** start Provided entries **

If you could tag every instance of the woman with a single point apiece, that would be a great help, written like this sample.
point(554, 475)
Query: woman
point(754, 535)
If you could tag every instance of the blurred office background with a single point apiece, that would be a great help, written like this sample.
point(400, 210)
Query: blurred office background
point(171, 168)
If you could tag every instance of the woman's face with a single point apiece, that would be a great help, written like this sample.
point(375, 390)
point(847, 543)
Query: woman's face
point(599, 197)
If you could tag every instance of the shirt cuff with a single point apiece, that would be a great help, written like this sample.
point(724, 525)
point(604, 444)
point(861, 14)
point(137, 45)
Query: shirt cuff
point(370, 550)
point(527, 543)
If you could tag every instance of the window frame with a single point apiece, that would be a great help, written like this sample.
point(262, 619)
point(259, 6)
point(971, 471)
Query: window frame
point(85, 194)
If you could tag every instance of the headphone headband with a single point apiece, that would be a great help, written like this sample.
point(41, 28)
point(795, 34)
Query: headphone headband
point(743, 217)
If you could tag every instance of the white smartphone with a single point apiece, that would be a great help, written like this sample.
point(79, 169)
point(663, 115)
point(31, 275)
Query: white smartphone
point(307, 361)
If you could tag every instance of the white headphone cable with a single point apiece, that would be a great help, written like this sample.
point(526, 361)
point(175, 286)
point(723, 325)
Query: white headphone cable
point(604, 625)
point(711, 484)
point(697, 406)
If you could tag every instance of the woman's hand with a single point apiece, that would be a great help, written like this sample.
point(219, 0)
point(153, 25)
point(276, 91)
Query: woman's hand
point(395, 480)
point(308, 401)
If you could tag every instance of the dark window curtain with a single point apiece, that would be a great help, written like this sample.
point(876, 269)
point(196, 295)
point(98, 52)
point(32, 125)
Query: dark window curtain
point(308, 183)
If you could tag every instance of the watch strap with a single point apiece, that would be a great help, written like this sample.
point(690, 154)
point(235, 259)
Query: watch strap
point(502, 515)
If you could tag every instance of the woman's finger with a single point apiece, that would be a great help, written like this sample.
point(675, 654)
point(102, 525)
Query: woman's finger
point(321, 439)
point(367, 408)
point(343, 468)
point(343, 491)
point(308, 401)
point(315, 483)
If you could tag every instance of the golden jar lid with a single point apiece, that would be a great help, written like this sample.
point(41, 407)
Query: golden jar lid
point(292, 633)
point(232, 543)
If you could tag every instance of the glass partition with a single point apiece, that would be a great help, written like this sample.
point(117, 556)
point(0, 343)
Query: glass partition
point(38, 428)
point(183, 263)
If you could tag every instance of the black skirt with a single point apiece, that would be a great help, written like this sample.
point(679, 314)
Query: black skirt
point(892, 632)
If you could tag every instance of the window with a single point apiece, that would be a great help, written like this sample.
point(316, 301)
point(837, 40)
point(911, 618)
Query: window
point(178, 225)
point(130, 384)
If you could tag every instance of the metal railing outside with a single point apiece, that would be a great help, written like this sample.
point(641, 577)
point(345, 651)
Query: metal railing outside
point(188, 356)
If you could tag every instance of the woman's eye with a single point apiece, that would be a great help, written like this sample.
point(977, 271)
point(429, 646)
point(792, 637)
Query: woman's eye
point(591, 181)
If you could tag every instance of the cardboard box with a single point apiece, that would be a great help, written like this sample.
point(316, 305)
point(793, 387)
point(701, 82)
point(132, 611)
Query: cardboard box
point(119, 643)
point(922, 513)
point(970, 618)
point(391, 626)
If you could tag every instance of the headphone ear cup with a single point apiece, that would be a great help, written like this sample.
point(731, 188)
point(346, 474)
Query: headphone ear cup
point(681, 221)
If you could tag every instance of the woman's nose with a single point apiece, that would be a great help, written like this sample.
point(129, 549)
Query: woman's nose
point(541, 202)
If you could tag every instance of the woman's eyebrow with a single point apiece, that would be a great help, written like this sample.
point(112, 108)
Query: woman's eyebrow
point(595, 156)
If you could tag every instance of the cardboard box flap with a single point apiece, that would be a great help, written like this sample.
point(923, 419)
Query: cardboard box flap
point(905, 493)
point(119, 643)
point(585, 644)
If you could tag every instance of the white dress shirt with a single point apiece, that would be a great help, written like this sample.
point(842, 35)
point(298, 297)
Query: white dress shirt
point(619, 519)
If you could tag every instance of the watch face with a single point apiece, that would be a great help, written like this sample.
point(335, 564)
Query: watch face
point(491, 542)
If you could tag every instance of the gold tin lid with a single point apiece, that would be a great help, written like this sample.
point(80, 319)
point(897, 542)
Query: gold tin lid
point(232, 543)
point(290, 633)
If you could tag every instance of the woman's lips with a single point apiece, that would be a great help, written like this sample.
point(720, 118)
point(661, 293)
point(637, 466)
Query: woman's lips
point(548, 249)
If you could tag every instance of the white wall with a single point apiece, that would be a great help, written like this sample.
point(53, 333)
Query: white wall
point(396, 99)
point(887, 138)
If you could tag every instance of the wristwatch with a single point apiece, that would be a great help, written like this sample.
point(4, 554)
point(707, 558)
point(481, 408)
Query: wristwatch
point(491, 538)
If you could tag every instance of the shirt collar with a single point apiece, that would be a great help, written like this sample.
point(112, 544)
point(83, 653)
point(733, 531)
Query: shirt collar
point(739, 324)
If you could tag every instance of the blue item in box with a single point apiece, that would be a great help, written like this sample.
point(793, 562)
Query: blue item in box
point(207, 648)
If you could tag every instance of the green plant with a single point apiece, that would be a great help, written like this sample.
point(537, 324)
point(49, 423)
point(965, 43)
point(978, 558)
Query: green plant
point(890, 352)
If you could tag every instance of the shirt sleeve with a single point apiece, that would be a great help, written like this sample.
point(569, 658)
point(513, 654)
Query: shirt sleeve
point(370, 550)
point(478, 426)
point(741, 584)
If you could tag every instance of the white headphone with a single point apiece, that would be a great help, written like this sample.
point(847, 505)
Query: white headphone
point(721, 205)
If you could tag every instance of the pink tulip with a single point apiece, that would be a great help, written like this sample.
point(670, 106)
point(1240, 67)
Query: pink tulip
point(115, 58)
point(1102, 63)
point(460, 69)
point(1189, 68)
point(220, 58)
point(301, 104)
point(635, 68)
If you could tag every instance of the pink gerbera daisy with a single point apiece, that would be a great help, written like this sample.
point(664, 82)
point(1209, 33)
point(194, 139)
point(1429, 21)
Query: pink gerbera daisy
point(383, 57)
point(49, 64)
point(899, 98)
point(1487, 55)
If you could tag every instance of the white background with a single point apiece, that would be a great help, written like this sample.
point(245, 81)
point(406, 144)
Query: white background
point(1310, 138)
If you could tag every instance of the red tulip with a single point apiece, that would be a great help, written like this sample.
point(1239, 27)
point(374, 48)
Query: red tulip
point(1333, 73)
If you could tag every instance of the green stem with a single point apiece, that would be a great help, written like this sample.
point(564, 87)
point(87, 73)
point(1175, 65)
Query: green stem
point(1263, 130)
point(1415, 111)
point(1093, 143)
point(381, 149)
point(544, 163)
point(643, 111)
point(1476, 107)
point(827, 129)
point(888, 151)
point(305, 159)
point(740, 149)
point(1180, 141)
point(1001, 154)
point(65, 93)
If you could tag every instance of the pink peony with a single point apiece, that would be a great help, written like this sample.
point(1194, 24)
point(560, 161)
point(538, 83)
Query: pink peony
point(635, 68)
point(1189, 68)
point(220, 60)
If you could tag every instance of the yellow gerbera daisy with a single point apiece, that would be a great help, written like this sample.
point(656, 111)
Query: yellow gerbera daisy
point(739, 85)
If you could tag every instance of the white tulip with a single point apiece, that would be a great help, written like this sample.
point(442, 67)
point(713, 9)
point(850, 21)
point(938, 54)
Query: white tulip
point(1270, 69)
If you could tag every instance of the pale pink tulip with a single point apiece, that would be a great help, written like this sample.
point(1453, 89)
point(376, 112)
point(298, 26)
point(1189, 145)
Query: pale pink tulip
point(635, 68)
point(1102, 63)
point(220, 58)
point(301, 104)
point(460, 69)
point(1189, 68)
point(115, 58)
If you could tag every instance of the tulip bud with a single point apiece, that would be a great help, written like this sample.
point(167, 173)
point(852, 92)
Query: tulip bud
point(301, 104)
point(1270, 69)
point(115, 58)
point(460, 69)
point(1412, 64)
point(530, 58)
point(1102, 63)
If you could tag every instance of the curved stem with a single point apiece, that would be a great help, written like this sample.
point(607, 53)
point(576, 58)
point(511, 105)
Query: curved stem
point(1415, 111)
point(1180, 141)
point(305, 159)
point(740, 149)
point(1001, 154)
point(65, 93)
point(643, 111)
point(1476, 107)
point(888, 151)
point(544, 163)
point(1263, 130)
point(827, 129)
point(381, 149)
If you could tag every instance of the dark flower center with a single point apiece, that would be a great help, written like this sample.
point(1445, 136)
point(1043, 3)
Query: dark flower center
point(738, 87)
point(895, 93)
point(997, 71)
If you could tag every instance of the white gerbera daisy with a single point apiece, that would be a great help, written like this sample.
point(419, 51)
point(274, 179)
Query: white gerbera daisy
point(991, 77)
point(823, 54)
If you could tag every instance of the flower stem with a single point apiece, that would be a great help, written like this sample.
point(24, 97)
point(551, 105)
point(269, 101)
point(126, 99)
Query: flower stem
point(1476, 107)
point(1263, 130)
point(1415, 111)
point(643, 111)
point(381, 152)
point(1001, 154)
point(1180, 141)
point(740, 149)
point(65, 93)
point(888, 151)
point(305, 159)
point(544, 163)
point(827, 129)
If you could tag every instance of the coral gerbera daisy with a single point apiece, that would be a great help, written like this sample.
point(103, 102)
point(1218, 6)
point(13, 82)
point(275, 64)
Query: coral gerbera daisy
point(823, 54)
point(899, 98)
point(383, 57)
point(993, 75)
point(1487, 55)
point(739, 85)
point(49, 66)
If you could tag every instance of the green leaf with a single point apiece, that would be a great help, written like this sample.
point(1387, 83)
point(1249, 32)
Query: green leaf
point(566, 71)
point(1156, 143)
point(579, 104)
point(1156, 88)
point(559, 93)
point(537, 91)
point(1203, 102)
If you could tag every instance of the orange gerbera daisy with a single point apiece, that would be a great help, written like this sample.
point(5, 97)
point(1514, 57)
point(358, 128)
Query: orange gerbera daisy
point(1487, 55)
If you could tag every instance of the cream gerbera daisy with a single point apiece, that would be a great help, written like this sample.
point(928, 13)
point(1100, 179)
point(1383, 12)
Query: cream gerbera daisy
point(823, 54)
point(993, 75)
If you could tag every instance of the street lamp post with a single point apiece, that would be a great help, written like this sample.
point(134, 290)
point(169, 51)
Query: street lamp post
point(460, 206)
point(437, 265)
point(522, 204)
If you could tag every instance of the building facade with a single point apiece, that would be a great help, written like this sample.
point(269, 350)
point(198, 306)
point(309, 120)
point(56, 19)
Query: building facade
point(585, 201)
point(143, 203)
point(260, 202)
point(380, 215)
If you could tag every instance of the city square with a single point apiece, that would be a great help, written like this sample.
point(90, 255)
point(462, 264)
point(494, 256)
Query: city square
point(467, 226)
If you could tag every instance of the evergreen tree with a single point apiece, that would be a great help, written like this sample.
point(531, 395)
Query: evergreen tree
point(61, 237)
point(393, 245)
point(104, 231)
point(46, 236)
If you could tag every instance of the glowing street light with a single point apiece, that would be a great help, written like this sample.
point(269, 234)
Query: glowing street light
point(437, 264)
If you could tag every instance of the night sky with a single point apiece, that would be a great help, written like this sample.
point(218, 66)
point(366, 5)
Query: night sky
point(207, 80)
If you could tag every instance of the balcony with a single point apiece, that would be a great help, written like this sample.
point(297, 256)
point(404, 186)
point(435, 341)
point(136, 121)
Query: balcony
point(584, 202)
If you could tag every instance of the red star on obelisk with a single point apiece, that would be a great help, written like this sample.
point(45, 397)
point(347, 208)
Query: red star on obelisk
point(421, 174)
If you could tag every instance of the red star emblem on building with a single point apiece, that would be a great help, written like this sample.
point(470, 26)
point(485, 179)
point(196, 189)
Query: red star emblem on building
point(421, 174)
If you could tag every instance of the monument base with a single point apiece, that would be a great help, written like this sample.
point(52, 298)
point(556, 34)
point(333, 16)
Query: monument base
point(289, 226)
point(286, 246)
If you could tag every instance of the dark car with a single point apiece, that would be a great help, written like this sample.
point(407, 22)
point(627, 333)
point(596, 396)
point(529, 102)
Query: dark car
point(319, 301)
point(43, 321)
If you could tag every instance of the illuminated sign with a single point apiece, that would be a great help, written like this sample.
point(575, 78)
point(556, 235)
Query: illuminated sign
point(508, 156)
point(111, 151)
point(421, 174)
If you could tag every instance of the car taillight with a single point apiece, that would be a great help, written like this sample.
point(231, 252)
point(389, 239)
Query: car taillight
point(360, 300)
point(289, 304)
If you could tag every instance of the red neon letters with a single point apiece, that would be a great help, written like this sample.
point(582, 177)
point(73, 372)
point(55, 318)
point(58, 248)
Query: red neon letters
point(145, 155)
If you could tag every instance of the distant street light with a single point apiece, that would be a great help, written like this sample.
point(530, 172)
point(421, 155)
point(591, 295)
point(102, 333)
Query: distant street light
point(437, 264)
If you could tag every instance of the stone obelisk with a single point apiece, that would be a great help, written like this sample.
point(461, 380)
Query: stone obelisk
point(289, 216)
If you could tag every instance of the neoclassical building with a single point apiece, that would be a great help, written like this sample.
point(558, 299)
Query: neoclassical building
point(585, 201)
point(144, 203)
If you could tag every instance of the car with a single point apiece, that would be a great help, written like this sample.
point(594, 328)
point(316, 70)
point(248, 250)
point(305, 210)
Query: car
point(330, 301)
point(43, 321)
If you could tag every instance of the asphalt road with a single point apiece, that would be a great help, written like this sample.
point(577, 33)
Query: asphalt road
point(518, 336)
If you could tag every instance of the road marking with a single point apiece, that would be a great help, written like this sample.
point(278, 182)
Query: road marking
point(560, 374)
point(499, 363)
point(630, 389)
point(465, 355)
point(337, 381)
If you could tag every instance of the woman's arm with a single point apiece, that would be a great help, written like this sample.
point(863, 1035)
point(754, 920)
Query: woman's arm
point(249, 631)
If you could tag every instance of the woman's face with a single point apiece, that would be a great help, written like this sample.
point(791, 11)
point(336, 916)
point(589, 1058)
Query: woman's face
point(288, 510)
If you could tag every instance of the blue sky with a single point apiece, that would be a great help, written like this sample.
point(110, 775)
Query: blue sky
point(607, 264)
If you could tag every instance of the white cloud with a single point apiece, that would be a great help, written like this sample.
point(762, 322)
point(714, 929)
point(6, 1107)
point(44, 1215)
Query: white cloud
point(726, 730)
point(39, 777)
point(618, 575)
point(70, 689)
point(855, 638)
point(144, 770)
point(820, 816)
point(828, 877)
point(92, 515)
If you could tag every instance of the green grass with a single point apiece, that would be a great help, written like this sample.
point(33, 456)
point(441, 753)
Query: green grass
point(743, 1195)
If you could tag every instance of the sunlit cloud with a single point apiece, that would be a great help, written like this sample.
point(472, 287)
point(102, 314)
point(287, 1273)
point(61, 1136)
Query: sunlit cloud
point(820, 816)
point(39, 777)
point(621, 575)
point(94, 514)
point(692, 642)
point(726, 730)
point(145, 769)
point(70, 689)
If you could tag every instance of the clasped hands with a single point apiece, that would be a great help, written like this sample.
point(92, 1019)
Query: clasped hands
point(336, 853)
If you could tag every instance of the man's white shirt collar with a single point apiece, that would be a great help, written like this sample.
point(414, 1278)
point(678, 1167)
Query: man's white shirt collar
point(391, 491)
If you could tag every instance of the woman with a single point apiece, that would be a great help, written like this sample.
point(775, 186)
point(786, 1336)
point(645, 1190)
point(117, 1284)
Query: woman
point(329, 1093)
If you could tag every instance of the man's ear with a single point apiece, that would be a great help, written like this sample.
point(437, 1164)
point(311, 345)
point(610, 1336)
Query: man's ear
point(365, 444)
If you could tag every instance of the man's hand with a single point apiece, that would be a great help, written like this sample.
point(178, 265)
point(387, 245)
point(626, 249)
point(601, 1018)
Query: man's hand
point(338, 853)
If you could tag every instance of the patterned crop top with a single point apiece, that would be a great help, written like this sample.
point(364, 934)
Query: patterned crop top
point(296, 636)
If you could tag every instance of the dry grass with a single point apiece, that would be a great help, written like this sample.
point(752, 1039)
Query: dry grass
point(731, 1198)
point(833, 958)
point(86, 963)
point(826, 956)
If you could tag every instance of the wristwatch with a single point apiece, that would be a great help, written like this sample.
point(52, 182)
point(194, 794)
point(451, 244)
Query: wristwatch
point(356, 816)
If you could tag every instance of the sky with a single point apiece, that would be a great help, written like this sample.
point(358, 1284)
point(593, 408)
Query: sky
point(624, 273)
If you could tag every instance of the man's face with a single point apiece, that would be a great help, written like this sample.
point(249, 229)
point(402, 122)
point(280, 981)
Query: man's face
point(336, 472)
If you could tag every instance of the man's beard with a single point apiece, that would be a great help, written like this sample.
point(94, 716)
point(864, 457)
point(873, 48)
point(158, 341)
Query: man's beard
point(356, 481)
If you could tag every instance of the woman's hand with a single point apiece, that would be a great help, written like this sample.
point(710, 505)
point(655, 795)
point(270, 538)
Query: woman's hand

** end Provided entries **

§ **What the task asks**
Give the lines of the data above as a JSON list of strings, one string per line with blank lines left out, starting at the line that contains "If you could tag every instance of the cardboard box flap" and ending at the line that contains "point(585, 644)", both included.

§ **Full solution**
[
  "If you could tag every instance of the cardboard box flap with a single point apiece, that would be a great help, written like this sample.",
  "point(923, 419)",
  "Query: cardboard box flap",
  "point(905, 493)",
  "point(119, 643)",
  "point(585, 644)"
]